# start of Provided records

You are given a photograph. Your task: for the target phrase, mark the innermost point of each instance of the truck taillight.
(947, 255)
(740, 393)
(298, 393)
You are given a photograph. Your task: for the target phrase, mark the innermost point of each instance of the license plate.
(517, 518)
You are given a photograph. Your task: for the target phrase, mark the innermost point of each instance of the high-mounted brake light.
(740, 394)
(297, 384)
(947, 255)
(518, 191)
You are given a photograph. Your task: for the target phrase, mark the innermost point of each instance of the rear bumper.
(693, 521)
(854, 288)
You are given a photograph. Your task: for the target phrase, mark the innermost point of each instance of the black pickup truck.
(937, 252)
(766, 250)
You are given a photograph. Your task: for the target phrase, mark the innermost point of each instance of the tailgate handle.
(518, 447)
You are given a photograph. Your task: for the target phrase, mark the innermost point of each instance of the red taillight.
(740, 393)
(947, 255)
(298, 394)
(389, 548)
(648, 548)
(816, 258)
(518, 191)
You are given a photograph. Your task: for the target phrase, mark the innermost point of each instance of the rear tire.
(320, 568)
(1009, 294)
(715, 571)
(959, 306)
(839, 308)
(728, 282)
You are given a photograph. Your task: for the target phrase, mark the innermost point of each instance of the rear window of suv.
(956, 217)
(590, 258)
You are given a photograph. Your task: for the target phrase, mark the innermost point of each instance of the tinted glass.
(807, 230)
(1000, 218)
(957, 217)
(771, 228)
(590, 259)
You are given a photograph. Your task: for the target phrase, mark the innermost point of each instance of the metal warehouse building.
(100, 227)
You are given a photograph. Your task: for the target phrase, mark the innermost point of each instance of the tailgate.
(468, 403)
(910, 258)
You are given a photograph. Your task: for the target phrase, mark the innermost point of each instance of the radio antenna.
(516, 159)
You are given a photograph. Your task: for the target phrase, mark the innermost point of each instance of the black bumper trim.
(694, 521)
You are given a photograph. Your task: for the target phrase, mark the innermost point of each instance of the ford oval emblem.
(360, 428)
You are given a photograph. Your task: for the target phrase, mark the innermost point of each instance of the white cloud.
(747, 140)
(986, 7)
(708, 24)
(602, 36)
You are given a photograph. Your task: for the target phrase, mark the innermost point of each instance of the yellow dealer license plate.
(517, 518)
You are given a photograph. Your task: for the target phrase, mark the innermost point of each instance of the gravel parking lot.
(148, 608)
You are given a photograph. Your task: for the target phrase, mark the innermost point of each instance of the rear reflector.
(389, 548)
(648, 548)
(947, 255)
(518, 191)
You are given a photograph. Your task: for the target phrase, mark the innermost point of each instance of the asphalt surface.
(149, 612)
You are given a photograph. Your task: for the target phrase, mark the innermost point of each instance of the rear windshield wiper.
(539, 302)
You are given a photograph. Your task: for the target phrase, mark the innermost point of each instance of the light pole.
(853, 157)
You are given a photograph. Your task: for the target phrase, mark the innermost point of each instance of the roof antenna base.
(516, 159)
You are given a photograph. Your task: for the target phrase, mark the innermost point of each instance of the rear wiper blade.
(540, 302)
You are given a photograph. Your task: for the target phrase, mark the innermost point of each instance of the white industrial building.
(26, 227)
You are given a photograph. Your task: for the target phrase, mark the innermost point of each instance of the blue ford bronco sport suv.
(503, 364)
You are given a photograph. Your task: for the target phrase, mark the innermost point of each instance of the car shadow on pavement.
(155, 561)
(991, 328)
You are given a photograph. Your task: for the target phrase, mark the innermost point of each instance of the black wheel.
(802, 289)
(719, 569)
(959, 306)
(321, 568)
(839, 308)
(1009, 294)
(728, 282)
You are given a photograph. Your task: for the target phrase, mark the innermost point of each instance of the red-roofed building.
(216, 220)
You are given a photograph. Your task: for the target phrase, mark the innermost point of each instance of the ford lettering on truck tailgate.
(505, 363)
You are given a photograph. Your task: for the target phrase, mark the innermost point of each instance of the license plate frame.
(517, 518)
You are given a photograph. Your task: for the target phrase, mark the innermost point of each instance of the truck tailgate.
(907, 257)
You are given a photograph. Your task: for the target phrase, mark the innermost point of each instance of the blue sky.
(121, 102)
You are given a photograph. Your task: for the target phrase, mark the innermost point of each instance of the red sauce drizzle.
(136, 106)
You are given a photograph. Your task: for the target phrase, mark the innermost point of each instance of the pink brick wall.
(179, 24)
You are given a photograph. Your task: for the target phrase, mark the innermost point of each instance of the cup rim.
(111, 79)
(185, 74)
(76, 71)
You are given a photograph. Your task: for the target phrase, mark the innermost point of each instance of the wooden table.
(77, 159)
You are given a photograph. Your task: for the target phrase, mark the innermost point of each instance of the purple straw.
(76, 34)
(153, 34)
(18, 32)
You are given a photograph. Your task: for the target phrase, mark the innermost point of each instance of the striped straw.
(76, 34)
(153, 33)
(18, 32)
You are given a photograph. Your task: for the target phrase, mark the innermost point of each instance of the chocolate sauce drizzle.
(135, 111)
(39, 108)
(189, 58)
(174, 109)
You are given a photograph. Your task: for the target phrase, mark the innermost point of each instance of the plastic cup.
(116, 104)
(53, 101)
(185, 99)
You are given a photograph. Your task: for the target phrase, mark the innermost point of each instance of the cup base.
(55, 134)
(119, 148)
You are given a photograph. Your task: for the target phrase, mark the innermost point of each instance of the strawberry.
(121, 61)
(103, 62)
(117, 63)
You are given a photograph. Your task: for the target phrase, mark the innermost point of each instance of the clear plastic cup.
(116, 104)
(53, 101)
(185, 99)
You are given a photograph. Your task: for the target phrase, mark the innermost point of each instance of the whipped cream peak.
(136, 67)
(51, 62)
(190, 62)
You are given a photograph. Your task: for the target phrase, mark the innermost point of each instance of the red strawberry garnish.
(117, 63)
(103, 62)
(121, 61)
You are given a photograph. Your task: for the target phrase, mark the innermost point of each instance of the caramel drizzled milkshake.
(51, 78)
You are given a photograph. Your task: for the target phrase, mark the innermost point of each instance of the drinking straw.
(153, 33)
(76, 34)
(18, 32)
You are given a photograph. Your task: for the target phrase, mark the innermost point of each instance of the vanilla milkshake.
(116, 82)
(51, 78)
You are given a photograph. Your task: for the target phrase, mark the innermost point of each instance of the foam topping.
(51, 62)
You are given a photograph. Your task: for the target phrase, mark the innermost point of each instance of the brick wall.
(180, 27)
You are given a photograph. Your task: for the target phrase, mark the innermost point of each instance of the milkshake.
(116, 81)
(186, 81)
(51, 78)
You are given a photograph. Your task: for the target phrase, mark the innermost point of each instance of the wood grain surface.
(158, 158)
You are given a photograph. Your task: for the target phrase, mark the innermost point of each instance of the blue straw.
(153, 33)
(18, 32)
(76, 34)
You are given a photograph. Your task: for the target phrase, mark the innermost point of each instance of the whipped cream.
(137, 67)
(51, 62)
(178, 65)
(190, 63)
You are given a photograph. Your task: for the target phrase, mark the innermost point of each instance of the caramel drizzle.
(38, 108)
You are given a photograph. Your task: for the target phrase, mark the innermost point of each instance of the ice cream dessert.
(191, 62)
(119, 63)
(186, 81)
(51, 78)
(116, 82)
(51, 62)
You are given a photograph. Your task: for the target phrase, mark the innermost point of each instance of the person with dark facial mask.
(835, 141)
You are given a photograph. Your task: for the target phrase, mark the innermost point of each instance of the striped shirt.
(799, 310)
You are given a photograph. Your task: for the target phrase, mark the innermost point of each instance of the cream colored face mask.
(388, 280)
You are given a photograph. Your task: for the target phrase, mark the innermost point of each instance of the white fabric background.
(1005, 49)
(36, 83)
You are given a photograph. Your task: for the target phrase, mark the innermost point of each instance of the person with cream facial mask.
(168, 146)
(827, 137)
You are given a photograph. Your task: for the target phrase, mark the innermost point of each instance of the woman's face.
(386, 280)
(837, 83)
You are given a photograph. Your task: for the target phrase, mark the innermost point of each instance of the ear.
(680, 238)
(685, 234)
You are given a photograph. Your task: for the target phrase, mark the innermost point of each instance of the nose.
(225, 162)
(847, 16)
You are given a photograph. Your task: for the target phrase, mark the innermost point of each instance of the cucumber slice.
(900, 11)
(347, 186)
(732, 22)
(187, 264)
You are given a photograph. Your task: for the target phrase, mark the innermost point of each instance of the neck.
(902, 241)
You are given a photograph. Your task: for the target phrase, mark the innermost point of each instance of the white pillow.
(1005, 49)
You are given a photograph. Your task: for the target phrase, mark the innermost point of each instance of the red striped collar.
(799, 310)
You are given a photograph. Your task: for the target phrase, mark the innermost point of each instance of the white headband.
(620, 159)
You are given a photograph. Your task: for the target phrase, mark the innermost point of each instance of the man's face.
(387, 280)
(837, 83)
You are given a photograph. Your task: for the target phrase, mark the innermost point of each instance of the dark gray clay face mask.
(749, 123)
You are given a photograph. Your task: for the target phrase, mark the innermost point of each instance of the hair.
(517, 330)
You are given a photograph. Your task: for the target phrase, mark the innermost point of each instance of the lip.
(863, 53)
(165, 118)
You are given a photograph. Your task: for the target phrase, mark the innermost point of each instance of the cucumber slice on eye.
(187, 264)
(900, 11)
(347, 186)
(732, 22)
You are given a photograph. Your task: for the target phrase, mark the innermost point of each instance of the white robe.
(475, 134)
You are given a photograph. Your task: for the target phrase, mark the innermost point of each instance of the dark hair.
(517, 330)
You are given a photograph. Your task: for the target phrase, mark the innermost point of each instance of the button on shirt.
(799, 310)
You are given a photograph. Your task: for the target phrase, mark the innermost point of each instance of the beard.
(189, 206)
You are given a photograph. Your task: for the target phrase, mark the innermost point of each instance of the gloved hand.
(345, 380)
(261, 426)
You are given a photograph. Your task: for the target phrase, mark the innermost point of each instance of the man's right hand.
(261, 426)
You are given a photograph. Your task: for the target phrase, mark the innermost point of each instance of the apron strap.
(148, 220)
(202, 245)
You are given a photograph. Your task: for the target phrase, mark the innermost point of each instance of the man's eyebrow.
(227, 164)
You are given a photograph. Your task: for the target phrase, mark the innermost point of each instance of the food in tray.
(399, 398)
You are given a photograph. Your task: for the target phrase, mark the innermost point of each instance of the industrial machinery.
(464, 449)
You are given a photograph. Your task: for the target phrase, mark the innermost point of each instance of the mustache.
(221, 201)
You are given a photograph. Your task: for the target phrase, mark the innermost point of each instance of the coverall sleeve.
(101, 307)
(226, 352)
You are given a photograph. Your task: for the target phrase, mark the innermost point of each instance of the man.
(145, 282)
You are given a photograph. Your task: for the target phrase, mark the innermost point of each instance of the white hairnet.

# end of Provided records

» **Challenge**: Rewrite every line of the entries from the line containing "the coverall sleeve." through the end of the entries, leaving all wording as it is but raising each x and y coordinate of the marked points by 144.

» **Complete output**:
You are given a photograph. Your task: for the target phrase, mark the innermost point of each instance of the coverall sleeve.
(245, 451)
(370, 496)
You are given a photograph. Your task: for the target phrase, mark the innermost point of each instance of the man.
(289, 426)
You are given a photograph. Your task: for the target phrase, mark the innermost point of each instance of the white hairnet.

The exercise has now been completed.